▶ **TASK INSTRUCTIONS**:
[1] In the SVLTA paper summary, how many video situations does the benchmark contain?
[2] From the SVLTA paper summary, set down word for word the stretch from "Paper Structure" through "end time points.".

▶ **TEXT FOR ANALYSIS**:
+++++

SVLTA: Benchmarking Vision-Language Temporal Alignment via Synthetic Video Situation

TL;DR

This paper addresses the challenge of evaluating vision-language temporal alignment by revealing biases in existing benchmarks and proposing SVLTA, a synthetic, controllable benchmark built in VirtualHome with 96 compositional actions, 25.3K video situations, and 77.1K temporal annotations. It introduces the Temporal Jensen–Shannon Divergence to quantify temporal distribution biases and a pipeline including synthetic situation generation, language generation, and inequality-constrained global filtering to ensure balanced data. Through experiments on temporal question answering, distributional-shift sensitivity, and adaptation, the work reveals substantial gaps in current VidLLMs' temporal alignment capabilities and demonstrates that transformer-based architectures offer stronger transfer to new situations. The findings provide a principled diagnostic framework and practical guidance for developing and evaluating temporally aware vision-language models with fair, unbiased benchmarks.

Abstract

Vision-language temporal alignment is a crucial capability for human dynamic recognition and cognition in real-world scenarios. While existing research focuses on capturing vision-language relevance, it faces limitations due to biased temporal distributions, imprecise annotations, and insufficient compositionally. To achieve fair evaluation and comprehensive exploration, our objective is to investigate and evaluate the ability of models to achieve alignment from a temporal perspective, specifically focusing on their capacity to synchronize visual scenarios with linguistic context in a temporally coherent manner. As a preliminary step, we present the statistical analysis of existing benchmarks and reveal the existing challenges from a decomposed perspective. To this end, we introduce SVLTA, the Synthetic Vision-Language Temporal Alignment derived via a well-designed and feasible control generation method within a simulation environment. The approach considers commonsense knowledge, manipulable action, and constrained filtering, which generates reasonable, diverse, and balanced data distributions for diagnostic evaluations. Our experiments reveal diagnostic insights through the evaluations in temporal question answering, distributional shift sensitiveness, and temporal alignment adaptation.

Paper Structure

This paper contains 20 sections, 1 equation, 4 figures, 5 tables.

Figures (4)

  • Figure 1: Overview of the SVLTA benchmark, which consists of synthetic videos, language, and high-quality temporal alignment.
  • Figure 2: Multiple Levels of Temporal Distributions. We sample decomposed semantic constituents in the Charades-STA. The color darkness represents the sample density. The horizontal and vertical axes represent the normalized start and end time points.
  • Figure 3: Overview of the benchmark generation process, which contains (a): Situation Component Initialization defines a series of compositional elements, which includes diverse actions, agents, and situations, (b): Commonsense Activity Graph builds a graph on the activity commonsense and then use the traversal algorithm and re-weighting sampling to acquire various and meaningful logical action chains, (c): Controllable Activity Manuscript operates the actions in logical action chains through different framerates and permutations to obtain the final activity manuscript, thereby balancing the temporal distribution, (d): Synthetic Video and Language Sentence Generation convert the generated activity manuscript to the functional programs and utilize it to generate synthetic videos and sentences, and (e): Visual-Language Temporal Alignment automatically associates the timestamps with the action in the sentence to obtain high-quality annotations.
  • Figure 4: Temporal distributions of beginning or ending times.

+++++

▶ **PROVIDED MATERIAL**:
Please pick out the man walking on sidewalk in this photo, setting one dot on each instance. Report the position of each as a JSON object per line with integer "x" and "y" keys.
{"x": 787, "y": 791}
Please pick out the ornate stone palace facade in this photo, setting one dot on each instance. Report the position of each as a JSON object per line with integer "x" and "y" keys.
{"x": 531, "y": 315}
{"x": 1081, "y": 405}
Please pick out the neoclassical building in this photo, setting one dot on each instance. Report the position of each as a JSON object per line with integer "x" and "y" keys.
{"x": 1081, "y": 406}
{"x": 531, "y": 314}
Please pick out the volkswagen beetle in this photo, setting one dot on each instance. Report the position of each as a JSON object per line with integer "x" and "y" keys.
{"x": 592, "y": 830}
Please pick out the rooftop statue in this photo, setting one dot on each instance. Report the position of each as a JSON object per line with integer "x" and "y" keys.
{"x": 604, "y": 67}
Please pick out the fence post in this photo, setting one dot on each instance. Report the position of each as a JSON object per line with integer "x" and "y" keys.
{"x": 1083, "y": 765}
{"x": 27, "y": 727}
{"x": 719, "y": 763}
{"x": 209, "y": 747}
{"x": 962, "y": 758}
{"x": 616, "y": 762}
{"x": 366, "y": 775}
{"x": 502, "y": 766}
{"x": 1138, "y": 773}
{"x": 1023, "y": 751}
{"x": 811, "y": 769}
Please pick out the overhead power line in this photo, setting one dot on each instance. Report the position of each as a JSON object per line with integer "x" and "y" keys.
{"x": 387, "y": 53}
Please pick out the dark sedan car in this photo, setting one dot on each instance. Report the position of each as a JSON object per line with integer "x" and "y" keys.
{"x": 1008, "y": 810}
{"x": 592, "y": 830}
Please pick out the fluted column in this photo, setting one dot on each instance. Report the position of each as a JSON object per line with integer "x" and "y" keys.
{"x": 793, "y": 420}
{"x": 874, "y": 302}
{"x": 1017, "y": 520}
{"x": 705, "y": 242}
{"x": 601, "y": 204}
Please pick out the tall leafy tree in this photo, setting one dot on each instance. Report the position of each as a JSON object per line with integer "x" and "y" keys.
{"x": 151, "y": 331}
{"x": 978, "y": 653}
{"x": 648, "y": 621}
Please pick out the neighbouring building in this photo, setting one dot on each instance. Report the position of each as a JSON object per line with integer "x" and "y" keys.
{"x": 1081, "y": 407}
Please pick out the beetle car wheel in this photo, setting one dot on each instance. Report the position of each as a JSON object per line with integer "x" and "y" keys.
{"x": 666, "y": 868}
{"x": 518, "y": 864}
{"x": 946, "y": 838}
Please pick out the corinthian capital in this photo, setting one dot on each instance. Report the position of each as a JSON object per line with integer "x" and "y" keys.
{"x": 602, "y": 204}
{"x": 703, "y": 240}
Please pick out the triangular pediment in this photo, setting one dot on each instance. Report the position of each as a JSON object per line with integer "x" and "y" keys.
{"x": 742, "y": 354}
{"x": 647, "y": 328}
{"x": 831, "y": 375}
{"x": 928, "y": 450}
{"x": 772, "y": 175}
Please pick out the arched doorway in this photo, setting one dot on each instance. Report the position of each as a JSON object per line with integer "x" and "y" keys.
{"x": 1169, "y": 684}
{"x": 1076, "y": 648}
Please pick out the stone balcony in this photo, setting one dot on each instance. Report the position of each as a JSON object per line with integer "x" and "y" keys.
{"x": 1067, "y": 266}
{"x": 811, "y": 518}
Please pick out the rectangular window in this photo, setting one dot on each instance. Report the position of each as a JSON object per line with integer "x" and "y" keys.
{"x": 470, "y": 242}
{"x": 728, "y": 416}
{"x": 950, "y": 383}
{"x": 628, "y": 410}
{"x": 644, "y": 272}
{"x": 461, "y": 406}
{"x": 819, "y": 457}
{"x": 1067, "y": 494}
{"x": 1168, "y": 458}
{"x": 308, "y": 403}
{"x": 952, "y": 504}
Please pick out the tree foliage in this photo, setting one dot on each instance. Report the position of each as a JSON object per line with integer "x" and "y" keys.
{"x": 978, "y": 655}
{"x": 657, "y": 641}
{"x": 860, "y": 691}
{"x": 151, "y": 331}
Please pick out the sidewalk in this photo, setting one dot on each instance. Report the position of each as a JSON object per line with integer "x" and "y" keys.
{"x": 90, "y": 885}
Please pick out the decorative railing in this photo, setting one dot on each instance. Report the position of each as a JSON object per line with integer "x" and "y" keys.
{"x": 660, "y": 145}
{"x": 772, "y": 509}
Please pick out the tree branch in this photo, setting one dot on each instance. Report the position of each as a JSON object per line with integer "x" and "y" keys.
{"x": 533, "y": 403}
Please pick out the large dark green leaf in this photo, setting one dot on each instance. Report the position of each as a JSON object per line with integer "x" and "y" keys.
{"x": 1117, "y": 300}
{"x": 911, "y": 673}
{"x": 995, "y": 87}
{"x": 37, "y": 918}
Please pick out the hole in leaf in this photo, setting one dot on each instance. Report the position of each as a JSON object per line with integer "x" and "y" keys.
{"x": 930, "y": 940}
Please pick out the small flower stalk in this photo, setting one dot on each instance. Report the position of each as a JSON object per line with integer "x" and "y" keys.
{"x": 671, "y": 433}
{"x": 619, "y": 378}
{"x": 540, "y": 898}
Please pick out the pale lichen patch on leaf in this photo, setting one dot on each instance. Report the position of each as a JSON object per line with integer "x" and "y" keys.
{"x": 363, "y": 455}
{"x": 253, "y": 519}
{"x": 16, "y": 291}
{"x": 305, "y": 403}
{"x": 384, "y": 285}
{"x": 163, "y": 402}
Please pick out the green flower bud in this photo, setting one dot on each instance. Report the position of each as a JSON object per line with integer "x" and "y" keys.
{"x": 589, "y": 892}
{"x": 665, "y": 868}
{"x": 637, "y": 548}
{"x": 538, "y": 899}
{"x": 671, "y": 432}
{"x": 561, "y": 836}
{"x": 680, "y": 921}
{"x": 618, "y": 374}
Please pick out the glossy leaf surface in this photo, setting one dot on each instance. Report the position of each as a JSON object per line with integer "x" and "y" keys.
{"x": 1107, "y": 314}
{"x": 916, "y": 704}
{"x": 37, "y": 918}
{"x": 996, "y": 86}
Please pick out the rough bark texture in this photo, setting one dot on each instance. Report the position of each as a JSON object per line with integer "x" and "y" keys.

+++++

▶ **OUTPUTS BY TASK**:
[1] 25.3K video situations.

[2]
Paper Structure

This paper contains 20 sections, 1 equation, 4 figures, 5 tables.

Figures (4)

  • Figure 1: Overview of the SVLTA benchmark, which consists of synthetic videos, language, and high-quality temporal alignment.
  • Figure 2: Multiple Levels of Temporal Distributions. We sample decomposed semantic constituents in the Charades-STA. The color darkness represents the sample density. The horizontal and vertical axes represent the normalized start and end time points.